__About this exercise__.
Tally the lines in the records below that contain the string "clicks", and give only the number.

__Records__.
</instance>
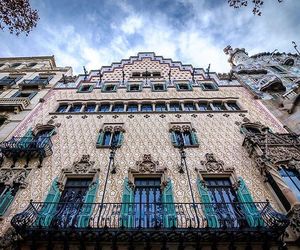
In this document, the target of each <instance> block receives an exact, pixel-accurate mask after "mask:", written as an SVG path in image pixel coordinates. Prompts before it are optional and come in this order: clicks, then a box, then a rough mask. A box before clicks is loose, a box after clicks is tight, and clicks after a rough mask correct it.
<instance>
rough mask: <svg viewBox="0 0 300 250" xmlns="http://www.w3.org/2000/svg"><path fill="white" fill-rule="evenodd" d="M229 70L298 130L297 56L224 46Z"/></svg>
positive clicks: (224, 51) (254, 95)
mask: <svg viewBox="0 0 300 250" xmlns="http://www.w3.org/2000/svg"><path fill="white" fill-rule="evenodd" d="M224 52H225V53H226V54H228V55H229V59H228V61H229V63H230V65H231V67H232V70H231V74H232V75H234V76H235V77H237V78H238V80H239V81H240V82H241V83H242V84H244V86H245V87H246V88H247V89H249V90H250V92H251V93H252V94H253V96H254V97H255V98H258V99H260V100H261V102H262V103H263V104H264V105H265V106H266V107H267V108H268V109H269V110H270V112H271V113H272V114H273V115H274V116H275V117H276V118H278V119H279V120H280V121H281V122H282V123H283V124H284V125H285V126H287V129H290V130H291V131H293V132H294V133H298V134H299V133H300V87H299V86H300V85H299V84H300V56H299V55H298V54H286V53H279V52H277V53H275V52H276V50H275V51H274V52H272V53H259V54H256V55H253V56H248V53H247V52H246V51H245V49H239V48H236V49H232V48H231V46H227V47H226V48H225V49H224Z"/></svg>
==
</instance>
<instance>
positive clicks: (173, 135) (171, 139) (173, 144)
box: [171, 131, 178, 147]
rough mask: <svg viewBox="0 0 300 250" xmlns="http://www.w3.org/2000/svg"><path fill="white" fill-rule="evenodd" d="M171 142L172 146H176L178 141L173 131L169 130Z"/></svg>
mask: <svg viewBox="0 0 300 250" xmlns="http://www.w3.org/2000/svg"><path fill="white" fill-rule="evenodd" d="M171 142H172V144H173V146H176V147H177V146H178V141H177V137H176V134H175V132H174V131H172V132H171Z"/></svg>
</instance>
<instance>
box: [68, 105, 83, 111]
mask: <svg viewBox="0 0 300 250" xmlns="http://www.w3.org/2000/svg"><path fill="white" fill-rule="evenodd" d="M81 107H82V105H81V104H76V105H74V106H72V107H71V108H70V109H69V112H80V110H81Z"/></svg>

__Result for this exercise__.
3